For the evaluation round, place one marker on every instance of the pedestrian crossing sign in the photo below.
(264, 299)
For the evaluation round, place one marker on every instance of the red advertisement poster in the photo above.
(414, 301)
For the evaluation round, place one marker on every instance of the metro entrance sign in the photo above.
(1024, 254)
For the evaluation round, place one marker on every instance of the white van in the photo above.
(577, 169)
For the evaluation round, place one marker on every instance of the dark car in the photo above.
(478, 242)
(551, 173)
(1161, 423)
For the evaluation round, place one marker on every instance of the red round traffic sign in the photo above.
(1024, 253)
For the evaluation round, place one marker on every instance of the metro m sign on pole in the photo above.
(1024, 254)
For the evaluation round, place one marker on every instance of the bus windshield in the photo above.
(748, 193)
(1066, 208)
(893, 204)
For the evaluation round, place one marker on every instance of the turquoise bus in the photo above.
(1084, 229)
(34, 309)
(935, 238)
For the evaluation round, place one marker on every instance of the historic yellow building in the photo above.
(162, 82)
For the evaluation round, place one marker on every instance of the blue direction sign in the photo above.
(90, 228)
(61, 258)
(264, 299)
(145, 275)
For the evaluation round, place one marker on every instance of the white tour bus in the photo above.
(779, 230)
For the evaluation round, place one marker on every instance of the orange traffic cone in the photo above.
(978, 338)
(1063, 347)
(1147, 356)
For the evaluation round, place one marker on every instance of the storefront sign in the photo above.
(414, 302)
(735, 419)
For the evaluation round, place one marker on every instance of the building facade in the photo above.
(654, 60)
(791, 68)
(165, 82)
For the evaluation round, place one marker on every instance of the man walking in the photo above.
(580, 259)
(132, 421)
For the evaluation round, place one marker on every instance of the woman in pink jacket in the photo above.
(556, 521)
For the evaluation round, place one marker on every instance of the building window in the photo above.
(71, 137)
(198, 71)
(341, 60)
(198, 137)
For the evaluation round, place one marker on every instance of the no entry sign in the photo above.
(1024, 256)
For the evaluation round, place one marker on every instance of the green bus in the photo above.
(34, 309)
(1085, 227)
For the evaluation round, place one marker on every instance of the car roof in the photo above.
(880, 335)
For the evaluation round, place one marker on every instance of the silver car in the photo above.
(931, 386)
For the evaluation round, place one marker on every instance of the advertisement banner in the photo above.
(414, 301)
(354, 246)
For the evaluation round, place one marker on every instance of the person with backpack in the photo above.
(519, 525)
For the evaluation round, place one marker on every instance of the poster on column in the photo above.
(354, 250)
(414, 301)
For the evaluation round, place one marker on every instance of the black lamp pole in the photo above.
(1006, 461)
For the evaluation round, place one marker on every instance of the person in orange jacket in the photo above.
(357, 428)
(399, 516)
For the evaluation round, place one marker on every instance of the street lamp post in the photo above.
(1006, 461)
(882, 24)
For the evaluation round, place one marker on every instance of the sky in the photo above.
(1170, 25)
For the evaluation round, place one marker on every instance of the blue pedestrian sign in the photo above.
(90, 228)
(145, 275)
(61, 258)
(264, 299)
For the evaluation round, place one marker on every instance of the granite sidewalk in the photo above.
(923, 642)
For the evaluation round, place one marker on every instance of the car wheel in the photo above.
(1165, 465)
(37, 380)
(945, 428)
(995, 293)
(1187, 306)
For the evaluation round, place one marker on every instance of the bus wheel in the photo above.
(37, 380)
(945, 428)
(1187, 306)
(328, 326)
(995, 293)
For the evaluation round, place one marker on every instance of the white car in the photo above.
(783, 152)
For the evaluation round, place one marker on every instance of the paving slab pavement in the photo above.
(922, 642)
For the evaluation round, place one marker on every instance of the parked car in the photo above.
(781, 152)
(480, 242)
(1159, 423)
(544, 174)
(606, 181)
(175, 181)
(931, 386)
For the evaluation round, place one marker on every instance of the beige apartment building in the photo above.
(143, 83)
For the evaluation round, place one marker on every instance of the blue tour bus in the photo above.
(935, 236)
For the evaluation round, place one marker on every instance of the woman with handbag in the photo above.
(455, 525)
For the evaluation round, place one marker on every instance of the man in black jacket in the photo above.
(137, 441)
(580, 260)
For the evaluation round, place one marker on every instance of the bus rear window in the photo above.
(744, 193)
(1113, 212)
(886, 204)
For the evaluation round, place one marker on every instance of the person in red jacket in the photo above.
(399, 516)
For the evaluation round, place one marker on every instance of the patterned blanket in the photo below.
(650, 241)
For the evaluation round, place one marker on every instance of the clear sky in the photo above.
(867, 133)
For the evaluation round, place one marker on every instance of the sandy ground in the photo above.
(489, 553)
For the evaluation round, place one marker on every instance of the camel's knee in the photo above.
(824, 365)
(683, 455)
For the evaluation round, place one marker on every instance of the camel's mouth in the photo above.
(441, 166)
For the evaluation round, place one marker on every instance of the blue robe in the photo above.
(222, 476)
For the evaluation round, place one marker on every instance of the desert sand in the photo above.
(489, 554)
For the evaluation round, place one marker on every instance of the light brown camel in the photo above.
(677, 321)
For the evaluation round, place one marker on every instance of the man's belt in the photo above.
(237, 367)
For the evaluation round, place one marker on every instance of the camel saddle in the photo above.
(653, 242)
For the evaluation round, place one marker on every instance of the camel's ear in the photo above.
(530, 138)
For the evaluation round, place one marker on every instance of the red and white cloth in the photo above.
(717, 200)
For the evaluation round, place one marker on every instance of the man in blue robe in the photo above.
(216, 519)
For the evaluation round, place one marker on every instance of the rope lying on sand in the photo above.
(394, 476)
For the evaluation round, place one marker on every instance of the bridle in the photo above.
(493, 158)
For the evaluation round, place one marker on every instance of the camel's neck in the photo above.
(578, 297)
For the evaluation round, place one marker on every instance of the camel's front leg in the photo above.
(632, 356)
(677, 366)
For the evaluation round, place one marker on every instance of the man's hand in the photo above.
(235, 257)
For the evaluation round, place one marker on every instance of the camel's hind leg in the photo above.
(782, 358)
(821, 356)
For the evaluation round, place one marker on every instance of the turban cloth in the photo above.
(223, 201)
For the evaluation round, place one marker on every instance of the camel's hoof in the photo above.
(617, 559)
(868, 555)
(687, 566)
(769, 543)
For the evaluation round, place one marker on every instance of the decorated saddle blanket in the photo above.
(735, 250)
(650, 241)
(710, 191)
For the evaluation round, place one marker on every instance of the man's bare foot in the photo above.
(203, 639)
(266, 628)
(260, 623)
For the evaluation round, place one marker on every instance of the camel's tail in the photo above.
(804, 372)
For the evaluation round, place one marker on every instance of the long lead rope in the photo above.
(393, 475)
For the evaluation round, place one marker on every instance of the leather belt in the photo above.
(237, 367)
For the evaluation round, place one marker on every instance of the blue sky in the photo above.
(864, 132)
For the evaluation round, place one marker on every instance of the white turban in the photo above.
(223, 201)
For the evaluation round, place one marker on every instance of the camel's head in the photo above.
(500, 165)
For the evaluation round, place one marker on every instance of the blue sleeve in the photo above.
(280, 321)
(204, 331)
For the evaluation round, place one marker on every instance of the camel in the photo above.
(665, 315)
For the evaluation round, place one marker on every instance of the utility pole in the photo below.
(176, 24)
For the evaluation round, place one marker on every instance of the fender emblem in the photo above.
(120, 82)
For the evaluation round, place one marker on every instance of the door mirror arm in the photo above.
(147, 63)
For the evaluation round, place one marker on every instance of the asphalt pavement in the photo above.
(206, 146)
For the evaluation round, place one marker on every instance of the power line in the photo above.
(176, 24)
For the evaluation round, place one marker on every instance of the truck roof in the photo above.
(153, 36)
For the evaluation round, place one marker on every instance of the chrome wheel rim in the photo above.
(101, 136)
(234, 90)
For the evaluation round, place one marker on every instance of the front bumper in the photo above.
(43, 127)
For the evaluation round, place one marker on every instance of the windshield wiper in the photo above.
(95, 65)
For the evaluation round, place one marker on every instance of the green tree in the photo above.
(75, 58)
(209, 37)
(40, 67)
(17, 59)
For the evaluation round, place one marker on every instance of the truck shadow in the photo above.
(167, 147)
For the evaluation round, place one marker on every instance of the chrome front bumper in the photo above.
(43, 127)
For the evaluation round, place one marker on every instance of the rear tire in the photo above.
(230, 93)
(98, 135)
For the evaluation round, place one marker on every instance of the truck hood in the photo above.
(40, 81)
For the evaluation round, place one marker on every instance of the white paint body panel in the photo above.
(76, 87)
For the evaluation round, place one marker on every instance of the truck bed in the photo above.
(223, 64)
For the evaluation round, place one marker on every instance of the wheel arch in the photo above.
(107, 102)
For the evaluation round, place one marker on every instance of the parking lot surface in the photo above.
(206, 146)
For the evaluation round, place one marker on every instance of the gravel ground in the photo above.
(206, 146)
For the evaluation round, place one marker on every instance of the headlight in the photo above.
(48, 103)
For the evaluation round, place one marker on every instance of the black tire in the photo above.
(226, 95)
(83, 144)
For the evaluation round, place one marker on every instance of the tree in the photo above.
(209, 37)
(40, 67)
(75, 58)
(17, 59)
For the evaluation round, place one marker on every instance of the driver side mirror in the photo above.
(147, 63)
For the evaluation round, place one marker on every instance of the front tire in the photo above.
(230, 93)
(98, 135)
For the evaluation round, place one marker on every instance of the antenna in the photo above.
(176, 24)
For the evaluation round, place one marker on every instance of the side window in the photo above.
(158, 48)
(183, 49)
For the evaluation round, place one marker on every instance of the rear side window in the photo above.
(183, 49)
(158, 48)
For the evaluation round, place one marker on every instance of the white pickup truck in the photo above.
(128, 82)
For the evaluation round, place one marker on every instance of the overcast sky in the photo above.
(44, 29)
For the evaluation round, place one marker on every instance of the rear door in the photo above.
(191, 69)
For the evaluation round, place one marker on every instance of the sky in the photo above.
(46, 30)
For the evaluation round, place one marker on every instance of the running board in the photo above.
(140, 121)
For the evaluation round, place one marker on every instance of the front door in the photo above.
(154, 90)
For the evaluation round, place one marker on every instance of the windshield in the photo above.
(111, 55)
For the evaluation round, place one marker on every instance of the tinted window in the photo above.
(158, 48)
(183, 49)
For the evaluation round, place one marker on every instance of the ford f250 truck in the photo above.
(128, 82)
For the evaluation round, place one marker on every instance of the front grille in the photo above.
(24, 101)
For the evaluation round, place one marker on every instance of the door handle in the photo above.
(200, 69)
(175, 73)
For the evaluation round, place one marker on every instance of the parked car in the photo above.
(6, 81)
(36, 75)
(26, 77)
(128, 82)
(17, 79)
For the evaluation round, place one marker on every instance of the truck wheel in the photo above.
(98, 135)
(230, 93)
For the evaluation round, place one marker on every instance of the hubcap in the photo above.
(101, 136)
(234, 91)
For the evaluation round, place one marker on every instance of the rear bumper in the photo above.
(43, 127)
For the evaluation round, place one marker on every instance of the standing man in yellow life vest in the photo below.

_Required task_. Reproduce the final stretch of the data above: every line from the one holding "the windshield in the photo above." through the end, inclusive, exactly as written and nothing else.

_Reply to the exercise_.
For the evaluation round, place one marker on every instance of the windshield in the photo above.
(111, 55)
For the evaluation round, place one marker on every instance of the tinted window in the photo above.
(158, 48)
(183, 49)
For the evaluation round, place one marker on every instance of the ford f250 truck in the photo above.
(128, 82)
For the evaluation round, place one marker on every instance of the front grille in the photo above.
(24, 101)
For the evaluation round, place one marker on every instance of the door handle in the photo above.
(200, 69)
(175, 73)
For the evaluation round, place one marker on every instance of the parked car in the photo above.
(6, 81)
(36, 75)
(26, 77)
(128, 82)
(17, 79)
For the evaluation round, place one marker on every instance of the truck wheel in the photo above.
(98, 135)
(230, 93)
For the evaluation round, place one marker on every instance of the hubcap in the photo above.
(101, 136)
(234, 91)
For the evaluation round, place one marker on every instance of the rear bumper in the photo above.
(43, 127)
For the evaluation round, place one marker on every instance of the standing man in yellow life vest in the photo below.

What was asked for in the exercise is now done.